++++ Input material
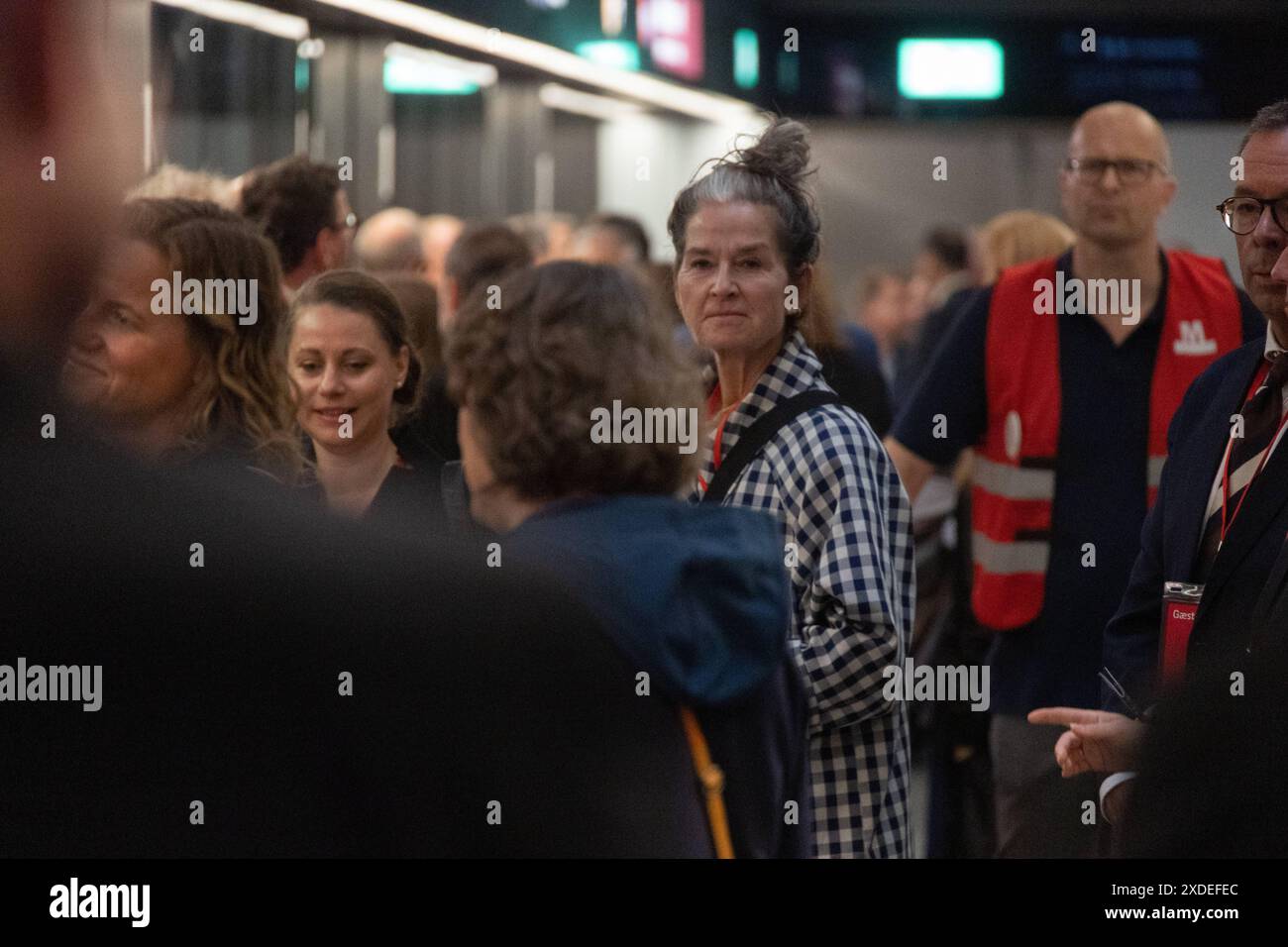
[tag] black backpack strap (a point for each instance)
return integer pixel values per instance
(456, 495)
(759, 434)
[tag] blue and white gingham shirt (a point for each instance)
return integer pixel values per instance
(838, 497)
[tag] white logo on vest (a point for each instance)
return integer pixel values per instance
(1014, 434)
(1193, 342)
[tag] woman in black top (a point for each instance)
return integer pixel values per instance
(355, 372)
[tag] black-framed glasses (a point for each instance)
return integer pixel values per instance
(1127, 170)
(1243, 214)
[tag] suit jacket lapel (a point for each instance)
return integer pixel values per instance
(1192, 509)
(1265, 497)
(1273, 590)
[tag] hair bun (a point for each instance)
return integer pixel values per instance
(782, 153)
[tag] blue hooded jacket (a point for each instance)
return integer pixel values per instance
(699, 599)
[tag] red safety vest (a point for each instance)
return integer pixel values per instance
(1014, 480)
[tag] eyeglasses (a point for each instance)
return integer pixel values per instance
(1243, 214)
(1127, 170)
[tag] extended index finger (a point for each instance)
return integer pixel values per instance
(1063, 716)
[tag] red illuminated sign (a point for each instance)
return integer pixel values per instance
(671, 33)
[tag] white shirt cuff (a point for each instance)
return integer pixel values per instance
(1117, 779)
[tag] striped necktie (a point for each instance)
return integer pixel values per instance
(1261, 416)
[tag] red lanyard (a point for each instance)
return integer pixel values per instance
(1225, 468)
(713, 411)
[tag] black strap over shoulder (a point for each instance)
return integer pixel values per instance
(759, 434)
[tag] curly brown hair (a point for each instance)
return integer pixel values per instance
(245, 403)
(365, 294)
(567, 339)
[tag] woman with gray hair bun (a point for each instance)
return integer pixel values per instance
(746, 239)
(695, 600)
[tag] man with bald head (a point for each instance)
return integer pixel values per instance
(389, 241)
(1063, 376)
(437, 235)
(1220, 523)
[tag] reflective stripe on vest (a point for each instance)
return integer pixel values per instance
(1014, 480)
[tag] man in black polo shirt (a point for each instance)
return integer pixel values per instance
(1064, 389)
++++++++
**Task directions**.
Give back the data exactly. Skip any images.

**Exercise output**.
[tag] black backpack strap (a point for each instance)
return integer pixel values per instance
(456, 495)
(759, 434)
[tag] blue and white gingham shirt (a point for each instance)
return integer pixel values per instance
(838, 497)
[tag] white logo on vest (a point for each instance)
return integer pixel values per instance
(1014, 434)
(1193, 342)
[tag] woman in black top (a point for each instance)
return integer pixel values per instance
(355, 372)
[tag] black-framed glasses (a point for each instance)
return integer pixel values per instance
(1127, 170)
(1243, 214)
[tag] suit jacket lapel (a point for each instance)
return integer pixel values per instance
(1192, 509)
(1265, 497)
(1273, 590)
[tag] hair bun (a point for each instance)
return integer pixel values per instance
(782, 153)
[tag] blue hooded jacket (a point for each instance)
return integer pixel values per instance
(699, 599)
[tag] red safety vest (a point for each instance)
return integer pixel values per instance
(1014, 480)
[tag] eyeglasses (a point for each instance)
return integer pixel values per instance
(1243, 214)
(1127, 170)
[tag] extended index finger (a point for each instance)
return integer pixel values per instance
(1063, 716)
[tag] red illuminated sign (a point for each instance)
return integer pixel values per instance
(671, 33)
[tag] white shirt cuff (a point for each instance)
return integer pixel values per instance
(1117, 779)
[tag] striped necktie (a point for each instance)
return integer pixel values per instance
(1261, 416)
[tag] red lanyard (a point for each instance)
return integer pixel values per instance
(1225, 468)
(713, 411)
[tag] black strap over shoulder (a point for each instance)
return integer pixel values per instance
(759, 434)
[tag] curly brown hair (a point for each instance)
return integer pixel values per instance
(245, 403)
(365, 294)
(567, 339)
[tag] woman with gray hair bun (a point for each instance)
return integer pixel values per instance
(746, 239)
(695, 600)
[tag] man with bald head (a point for each instance)
return integer pixel values per instance
(389, 241)
(1063, 376)
(437, 235)
(1220, 523)
[tag] reflective stripe on vest (a point for each instance)
return integer pixel values per instance
(1014, 480)
[tag] man in black polo shirt (a point for each instance)
return integer pixel values per instance
(1064, 389)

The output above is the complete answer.